═════ PROVIDED RECORDS ═════

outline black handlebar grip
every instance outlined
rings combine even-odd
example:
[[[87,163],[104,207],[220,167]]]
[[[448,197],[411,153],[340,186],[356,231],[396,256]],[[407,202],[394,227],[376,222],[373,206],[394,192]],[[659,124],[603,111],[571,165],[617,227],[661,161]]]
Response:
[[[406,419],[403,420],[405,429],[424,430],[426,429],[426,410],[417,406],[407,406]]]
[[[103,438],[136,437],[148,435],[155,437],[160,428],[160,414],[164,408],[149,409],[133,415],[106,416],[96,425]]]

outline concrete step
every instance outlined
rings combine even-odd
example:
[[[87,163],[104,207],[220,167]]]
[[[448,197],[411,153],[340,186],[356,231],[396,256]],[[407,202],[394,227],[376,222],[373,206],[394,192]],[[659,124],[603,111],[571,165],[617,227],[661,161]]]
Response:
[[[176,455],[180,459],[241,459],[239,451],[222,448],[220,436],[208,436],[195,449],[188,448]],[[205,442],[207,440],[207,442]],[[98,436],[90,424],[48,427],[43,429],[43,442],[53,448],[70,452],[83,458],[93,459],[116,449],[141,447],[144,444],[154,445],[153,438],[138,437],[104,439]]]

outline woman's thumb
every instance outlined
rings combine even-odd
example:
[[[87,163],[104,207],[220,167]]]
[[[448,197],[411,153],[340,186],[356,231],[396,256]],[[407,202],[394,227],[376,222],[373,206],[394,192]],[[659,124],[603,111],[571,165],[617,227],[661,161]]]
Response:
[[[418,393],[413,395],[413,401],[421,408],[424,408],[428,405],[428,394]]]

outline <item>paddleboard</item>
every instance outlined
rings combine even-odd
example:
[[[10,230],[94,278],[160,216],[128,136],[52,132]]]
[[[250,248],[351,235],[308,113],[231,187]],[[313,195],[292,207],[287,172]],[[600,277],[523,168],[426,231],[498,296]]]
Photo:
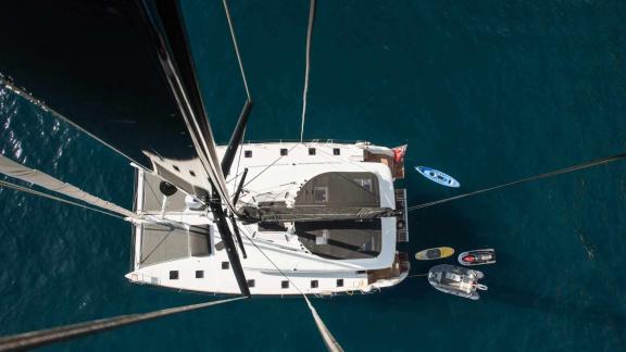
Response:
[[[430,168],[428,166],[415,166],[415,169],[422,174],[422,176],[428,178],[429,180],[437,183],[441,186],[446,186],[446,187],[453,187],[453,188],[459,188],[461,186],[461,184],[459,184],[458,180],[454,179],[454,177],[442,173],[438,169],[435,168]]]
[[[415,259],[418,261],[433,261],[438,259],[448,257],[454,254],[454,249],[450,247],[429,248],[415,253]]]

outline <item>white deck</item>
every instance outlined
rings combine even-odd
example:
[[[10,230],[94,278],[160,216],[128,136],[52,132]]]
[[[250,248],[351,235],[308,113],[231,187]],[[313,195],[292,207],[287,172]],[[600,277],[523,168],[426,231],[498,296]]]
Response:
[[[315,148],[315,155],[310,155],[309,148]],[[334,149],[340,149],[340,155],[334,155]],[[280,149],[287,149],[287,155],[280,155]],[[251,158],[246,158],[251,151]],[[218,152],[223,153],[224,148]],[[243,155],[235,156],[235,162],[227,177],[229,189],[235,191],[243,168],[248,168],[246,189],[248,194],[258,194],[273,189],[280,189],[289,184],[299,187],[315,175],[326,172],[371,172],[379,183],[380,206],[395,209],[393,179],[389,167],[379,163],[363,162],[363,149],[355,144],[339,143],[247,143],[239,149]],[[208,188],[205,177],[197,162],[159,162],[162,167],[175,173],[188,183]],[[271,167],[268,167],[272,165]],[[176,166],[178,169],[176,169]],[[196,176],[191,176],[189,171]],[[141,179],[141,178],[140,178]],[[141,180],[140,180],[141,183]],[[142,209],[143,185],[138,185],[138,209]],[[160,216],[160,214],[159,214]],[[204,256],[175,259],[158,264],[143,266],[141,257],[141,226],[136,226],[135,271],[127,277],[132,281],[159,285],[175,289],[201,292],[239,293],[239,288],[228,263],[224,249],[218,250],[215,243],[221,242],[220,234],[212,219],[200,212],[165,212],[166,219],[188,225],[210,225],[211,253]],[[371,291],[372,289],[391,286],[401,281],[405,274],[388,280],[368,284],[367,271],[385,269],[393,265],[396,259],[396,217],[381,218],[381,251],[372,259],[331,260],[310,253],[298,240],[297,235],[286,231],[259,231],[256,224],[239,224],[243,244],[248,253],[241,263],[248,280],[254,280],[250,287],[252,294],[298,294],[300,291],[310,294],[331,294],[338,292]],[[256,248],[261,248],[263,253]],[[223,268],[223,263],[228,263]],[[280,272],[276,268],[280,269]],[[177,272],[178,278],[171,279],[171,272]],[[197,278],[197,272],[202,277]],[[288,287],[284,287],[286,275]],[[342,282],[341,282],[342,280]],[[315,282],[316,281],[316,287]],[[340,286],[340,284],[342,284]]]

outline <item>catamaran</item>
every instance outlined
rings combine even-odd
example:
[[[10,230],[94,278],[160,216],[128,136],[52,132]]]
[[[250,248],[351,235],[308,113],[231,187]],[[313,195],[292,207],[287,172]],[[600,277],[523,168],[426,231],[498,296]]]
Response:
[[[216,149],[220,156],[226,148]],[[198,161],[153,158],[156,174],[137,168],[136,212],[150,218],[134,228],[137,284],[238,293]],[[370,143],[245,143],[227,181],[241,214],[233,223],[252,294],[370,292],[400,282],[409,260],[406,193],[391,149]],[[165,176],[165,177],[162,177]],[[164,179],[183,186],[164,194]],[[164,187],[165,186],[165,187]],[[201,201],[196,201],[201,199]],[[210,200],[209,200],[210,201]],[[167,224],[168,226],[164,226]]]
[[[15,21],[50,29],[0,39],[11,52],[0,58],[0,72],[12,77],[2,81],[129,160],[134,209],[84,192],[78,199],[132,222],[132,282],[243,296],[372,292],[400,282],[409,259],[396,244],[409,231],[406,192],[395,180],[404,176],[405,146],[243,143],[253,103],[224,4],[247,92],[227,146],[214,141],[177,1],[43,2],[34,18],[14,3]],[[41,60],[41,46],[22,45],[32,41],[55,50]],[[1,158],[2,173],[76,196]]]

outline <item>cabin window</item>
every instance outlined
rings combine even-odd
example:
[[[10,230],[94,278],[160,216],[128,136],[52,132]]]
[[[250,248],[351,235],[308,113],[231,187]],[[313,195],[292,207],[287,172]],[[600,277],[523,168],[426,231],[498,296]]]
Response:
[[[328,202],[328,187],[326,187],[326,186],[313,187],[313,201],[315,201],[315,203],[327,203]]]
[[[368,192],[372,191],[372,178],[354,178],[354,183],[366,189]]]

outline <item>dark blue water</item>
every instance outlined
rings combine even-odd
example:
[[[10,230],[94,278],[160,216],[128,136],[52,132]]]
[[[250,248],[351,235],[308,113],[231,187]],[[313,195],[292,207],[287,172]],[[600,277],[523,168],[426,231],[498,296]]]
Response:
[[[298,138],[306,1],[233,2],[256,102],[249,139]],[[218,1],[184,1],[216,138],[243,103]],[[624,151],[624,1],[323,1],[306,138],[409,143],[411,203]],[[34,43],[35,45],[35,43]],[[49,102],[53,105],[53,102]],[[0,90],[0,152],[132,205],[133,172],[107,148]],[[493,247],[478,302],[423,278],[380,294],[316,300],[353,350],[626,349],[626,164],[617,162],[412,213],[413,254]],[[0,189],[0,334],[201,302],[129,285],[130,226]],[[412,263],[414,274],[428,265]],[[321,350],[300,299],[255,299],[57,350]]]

═════
═════ PROVIDED RECORDS ═════

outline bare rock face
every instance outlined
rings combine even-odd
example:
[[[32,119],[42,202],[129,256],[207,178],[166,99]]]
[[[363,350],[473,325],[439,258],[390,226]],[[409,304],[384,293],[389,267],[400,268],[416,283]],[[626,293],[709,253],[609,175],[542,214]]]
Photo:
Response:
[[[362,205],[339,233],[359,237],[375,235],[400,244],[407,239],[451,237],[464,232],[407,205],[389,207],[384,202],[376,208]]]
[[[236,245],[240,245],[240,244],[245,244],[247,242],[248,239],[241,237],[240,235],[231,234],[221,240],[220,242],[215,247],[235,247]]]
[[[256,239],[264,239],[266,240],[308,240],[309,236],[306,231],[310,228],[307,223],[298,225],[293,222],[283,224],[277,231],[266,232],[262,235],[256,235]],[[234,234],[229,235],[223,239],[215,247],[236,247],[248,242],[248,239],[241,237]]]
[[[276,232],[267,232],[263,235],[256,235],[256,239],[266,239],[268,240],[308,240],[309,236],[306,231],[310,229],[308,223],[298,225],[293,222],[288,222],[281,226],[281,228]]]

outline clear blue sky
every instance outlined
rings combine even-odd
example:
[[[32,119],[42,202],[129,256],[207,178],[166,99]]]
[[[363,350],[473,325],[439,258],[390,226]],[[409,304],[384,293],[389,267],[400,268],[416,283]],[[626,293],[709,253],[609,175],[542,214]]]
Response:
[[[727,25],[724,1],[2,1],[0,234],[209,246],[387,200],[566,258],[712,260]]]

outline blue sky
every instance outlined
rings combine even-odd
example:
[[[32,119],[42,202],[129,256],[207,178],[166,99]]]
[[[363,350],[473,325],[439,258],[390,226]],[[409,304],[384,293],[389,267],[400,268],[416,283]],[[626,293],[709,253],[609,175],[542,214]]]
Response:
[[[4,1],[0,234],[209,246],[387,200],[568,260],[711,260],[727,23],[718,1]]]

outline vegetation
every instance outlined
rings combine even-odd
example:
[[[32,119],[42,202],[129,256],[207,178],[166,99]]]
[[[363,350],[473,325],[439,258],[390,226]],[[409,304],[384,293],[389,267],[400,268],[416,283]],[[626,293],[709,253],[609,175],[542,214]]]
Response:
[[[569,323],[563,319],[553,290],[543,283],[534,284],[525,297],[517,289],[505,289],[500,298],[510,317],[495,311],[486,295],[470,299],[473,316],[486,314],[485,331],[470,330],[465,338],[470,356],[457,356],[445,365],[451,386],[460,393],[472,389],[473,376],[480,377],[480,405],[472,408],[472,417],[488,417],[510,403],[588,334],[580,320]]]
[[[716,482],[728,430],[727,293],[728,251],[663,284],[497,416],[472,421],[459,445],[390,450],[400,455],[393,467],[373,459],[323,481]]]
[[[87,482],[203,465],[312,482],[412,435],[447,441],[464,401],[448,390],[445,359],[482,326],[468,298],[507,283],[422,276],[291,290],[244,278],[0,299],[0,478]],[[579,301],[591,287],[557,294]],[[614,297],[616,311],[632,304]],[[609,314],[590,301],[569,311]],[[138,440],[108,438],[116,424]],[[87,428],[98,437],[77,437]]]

═════

== EXERCISE REQUIREMENTS ==
Print the lines of the listing exactly, beginning with the line that contains "outline <item>cabin window</item>" and running through the line that contains "[[[368,192],[372,191],[372,178],[354,178],[354,183],[366,189]]]", including both.

== SOLUTION TO THE EXERCISE ==
outline <item>cabin window</item>
every instance outlined
rings combine even-odd
example:
[[[10,230],[94,278],[160,216],[128,136],[52,132]]]
[[[250,248],[351,235],[308,113],[231,187]],[[313,195],[292,207],[287,172]],[[600,277],[523,168],[426,231],[498,296]]]
Response:
[[[328,202],[328,187],[326,187],[326,186],[313,187],[313,201],[315,201],[315,203],[327,203]]]
[[[368,192],[372,191],[372,178],[354,178],[354,183],[366,189]]]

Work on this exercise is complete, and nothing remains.